▶ **Set exercise**:
Gather every line in the data below that contains the word "metal". Treat uppercase and lowercase letters as different.

▶ **Records provided**:

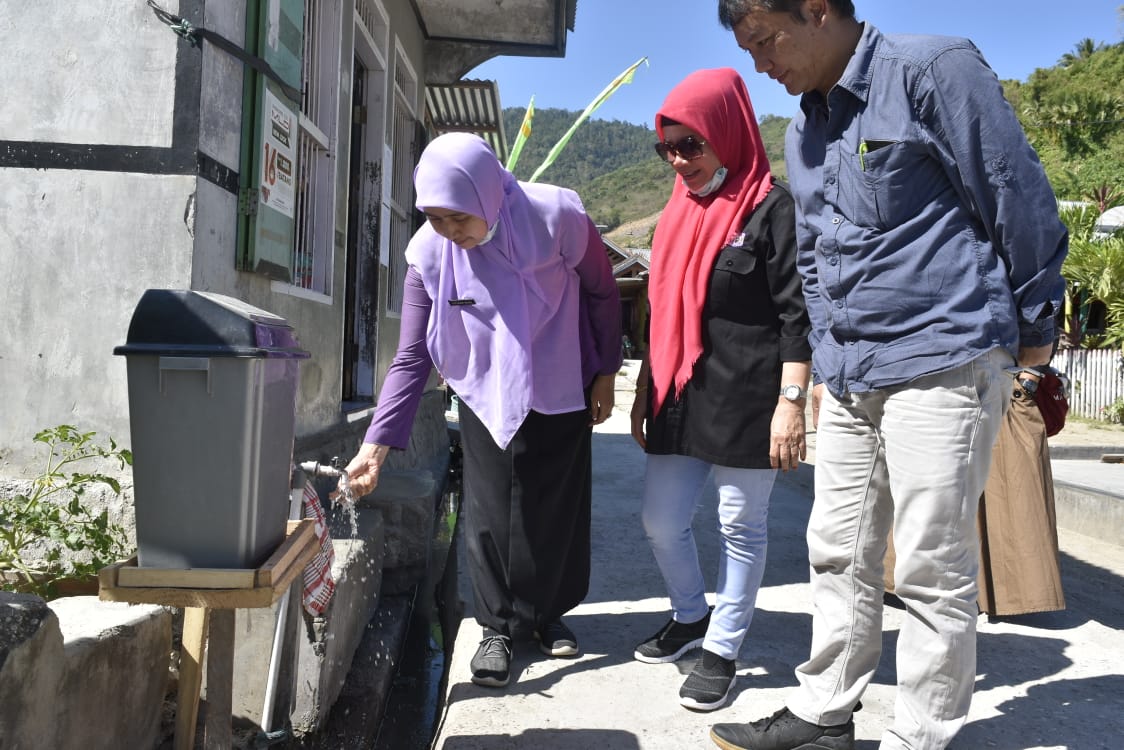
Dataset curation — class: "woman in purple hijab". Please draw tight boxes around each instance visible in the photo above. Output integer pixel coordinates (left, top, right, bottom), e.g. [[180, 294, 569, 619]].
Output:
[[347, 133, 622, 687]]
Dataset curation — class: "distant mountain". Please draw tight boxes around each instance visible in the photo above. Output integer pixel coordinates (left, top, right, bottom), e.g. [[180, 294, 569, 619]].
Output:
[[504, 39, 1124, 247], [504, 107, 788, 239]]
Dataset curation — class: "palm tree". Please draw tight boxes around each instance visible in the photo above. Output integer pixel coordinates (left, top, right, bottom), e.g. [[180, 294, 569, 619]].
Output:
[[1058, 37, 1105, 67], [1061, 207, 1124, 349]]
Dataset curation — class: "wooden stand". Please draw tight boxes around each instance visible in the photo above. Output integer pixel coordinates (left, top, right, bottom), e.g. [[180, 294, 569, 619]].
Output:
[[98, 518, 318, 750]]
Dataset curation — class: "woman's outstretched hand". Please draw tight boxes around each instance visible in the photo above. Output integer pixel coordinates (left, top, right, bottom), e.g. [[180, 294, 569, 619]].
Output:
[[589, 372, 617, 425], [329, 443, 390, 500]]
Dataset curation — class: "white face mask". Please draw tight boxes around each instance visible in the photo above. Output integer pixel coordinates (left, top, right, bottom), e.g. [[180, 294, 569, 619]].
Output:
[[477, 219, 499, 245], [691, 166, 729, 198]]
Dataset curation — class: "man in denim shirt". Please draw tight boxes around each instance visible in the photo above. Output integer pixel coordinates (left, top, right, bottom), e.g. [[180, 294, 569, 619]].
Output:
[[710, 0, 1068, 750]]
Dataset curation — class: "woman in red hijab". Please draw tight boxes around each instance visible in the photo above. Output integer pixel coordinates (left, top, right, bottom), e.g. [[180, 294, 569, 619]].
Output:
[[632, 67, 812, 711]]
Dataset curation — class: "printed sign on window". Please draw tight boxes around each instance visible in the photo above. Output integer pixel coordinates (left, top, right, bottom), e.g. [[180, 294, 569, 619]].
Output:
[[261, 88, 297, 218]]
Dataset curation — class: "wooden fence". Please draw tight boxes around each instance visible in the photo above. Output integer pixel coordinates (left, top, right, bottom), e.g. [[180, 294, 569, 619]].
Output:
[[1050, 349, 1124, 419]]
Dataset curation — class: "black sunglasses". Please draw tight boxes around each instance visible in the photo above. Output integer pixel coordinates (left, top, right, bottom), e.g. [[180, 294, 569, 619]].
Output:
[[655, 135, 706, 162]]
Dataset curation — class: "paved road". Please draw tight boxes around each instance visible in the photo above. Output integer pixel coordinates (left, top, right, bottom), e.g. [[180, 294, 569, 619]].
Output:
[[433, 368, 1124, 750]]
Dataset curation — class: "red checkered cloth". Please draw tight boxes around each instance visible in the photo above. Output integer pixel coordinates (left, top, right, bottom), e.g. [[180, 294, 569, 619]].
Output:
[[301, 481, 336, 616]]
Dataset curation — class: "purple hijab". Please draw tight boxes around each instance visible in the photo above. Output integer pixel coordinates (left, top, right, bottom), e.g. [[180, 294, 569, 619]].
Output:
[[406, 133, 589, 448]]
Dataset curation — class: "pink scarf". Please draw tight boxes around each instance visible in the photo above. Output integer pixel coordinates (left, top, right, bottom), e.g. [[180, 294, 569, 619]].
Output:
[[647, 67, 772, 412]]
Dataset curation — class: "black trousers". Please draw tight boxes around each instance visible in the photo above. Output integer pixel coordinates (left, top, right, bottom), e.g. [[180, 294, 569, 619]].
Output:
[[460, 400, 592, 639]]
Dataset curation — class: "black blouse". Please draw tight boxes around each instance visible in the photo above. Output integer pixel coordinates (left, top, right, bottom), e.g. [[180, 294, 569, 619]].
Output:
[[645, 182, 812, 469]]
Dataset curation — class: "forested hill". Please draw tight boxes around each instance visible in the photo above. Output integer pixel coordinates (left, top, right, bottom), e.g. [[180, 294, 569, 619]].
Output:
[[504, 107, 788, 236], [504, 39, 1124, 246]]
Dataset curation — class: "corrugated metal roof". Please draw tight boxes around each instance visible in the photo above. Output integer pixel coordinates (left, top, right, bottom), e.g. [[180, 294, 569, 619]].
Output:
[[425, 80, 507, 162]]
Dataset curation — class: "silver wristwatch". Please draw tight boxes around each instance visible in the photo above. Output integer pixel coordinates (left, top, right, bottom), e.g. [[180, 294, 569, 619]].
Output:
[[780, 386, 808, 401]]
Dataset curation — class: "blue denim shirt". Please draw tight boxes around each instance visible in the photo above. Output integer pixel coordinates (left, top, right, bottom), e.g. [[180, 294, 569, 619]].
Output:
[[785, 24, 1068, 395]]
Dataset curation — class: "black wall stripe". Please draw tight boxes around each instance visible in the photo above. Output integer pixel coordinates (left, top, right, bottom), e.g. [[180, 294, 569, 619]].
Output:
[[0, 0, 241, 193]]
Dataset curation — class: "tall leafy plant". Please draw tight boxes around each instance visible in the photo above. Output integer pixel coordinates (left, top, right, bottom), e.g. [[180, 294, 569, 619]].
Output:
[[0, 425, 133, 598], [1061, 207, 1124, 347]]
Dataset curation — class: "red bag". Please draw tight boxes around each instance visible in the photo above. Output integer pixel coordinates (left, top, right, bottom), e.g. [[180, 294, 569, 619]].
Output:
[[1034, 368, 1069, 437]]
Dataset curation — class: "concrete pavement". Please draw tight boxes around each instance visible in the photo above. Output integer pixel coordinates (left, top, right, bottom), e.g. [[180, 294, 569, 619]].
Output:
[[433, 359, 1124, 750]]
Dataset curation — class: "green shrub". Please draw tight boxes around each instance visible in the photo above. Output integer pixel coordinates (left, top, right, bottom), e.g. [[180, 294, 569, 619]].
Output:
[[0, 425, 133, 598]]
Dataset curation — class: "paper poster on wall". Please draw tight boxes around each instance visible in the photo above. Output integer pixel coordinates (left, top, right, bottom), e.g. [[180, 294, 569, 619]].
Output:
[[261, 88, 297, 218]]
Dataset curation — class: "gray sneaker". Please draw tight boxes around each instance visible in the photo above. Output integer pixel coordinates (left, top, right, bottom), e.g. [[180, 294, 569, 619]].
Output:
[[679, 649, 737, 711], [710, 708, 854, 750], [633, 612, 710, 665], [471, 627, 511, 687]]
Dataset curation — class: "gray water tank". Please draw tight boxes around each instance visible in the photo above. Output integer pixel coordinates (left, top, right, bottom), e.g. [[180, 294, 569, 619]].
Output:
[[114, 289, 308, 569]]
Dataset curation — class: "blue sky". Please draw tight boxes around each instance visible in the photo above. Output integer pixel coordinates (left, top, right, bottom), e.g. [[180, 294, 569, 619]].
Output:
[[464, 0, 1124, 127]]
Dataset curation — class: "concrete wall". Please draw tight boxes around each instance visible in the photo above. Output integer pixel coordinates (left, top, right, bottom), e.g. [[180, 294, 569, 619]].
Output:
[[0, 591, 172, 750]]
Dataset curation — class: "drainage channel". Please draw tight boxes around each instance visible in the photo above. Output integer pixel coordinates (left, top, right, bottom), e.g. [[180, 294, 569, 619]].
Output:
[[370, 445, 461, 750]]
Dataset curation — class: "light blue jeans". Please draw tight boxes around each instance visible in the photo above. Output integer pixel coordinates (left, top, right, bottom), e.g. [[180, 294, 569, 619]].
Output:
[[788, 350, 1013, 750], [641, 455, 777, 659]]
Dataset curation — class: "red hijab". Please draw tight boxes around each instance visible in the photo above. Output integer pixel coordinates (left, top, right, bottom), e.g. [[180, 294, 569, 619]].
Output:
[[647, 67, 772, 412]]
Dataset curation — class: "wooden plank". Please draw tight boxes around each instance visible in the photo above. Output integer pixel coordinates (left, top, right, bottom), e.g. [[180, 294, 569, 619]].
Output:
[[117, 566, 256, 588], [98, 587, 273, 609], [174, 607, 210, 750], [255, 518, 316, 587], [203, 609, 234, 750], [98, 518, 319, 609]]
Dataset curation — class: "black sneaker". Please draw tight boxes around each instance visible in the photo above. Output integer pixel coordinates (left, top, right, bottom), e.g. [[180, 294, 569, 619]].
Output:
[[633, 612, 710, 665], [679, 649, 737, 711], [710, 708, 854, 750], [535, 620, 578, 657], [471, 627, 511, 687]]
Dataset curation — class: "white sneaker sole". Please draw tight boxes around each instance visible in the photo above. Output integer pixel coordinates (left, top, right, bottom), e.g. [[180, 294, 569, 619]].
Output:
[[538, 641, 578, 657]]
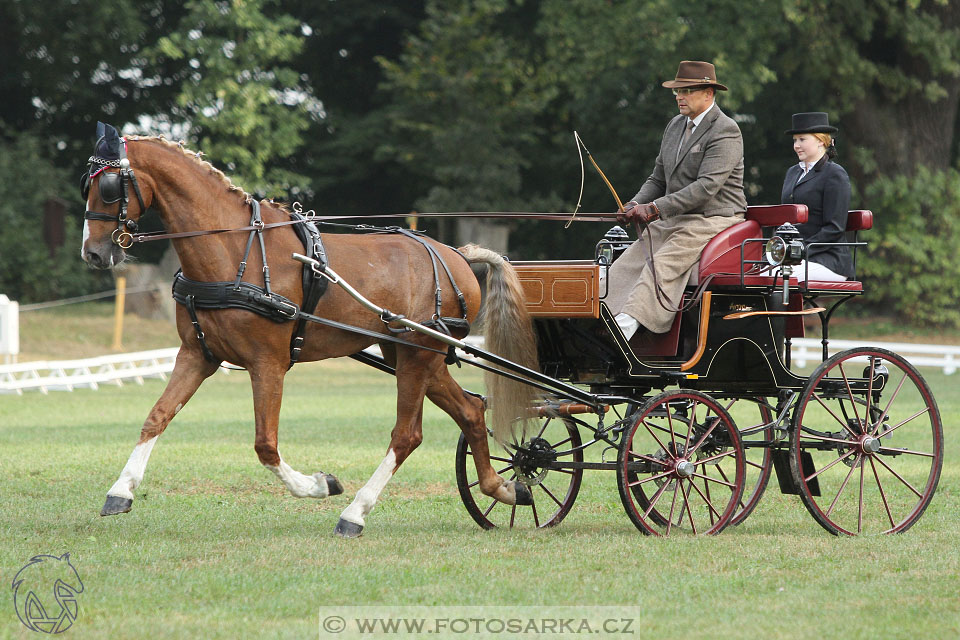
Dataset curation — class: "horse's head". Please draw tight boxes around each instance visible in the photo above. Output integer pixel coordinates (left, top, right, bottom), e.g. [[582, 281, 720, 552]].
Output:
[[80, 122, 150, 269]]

...

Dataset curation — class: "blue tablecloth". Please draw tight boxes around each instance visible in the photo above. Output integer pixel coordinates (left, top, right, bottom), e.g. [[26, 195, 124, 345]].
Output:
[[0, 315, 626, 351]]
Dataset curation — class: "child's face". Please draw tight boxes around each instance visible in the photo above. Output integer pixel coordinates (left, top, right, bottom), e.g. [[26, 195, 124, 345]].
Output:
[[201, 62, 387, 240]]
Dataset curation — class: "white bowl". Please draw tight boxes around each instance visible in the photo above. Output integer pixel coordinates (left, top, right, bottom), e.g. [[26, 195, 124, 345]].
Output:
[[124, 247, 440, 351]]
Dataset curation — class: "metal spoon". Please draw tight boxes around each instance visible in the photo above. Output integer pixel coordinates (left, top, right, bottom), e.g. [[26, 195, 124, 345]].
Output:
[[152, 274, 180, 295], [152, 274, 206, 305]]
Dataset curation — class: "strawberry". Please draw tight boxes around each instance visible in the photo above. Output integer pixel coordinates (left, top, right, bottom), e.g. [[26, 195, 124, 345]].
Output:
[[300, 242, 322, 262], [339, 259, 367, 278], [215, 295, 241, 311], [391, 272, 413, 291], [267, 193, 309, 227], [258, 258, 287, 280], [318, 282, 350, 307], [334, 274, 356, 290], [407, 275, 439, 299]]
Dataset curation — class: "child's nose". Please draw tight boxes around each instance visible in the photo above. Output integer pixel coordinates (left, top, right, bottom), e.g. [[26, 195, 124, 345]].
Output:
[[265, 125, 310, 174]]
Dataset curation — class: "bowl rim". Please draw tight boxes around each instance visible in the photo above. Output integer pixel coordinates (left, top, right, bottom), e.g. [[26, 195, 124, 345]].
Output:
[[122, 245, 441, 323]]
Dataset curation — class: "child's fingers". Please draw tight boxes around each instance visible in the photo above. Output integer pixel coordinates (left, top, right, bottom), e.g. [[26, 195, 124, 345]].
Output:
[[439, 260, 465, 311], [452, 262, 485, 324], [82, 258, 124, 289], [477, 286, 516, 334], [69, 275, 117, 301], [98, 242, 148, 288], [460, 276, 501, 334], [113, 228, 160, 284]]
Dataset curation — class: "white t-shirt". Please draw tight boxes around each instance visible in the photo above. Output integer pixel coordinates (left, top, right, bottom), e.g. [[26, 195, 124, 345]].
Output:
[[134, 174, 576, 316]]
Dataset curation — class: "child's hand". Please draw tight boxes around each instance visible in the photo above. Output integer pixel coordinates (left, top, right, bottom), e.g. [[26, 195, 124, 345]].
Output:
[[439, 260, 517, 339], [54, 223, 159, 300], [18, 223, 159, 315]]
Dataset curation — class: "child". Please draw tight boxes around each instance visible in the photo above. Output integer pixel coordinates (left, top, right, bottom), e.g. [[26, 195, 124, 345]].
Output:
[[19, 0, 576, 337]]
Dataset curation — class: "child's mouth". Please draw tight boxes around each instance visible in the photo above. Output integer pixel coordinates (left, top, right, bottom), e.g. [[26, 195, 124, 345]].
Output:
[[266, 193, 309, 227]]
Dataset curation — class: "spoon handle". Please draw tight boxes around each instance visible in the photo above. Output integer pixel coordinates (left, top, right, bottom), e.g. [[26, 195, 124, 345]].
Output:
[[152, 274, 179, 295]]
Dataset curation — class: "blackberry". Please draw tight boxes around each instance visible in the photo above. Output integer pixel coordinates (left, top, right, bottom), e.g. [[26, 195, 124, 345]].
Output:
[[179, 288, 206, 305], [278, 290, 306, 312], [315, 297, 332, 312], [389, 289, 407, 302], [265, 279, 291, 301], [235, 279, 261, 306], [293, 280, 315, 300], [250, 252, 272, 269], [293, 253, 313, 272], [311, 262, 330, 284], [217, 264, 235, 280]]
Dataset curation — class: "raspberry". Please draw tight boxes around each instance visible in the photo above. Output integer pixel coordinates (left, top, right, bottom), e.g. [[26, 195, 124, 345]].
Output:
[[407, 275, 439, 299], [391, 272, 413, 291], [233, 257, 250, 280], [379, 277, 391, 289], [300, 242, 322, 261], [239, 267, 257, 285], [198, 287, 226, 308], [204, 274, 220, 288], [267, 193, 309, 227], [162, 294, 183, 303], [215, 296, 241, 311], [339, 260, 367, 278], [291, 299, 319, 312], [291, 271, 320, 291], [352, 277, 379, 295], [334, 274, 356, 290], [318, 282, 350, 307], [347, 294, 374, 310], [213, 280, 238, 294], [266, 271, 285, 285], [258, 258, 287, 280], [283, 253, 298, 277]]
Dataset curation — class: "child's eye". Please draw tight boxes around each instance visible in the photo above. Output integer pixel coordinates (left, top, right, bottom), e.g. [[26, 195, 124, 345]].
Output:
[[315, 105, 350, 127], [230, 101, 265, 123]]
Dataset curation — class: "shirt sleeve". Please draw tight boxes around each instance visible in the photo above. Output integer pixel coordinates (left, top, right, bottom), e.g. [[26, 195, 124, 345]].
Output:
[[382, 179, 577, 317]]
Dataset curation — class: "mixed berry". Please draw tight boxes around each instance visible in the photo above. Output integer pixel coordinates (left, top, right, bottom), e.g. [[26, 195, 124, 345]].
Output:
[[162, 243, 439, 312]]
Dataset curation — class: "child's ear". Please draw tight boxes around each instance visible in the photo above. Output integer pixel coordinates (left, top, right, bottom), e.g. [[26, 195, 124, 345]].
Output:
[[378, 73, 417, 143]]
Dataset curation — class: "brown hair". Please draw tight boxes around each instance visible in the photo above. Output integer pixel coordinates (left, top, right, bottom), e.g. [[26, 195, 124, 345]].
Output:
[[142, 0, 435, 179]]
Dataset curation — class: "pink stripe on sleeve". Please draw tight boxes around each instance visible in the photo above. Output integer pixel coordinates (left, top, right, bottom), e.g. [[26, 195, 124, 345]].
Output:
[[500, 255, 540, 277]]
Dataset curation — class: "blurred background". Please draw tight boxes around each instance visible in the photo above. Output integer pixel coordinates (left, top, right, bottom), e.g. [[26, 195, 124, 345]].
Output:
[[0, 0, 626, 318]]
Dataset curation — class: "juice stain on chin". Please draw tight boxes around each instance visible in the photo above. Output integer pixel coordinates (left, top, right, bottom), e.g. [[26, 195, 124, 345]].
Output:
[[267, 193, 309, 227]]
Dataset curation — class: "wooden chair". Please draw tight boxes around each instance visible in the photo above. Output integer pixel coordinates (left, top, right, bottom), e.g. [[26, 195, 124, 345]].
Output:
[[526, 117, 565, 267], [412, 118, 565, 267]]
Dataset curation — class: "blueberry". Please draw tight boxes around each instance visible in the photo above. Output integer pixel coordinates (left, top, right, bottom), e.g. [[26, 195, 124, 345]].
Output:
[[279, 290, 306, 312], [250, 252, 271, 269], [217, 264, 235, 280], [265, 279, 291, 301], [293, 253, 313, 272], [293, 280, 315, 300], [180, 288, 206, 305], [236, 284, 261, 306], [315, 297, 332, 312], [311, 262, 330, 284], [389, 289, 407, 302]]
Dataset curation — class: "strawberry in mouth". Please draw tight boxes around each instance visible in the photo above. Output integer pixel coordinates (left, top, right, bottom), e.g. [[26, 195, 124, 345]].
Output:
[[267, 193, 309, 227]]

▶ **Result**:
Dataset curation — class: "corrugated metal roof". Please draw tight boxes around each instance visible in the photo above. Output integer pixel coordinates (left, top, right, bottom), e.g. [[180, 294, 569, 619]].
Dataset curation — class: "metal spoon". Please draw tight boxes around each instance visible in the photo above. Output integer pixel coordinates (left, top, right, bottom), e.g. [[26, 195, 124, 345]].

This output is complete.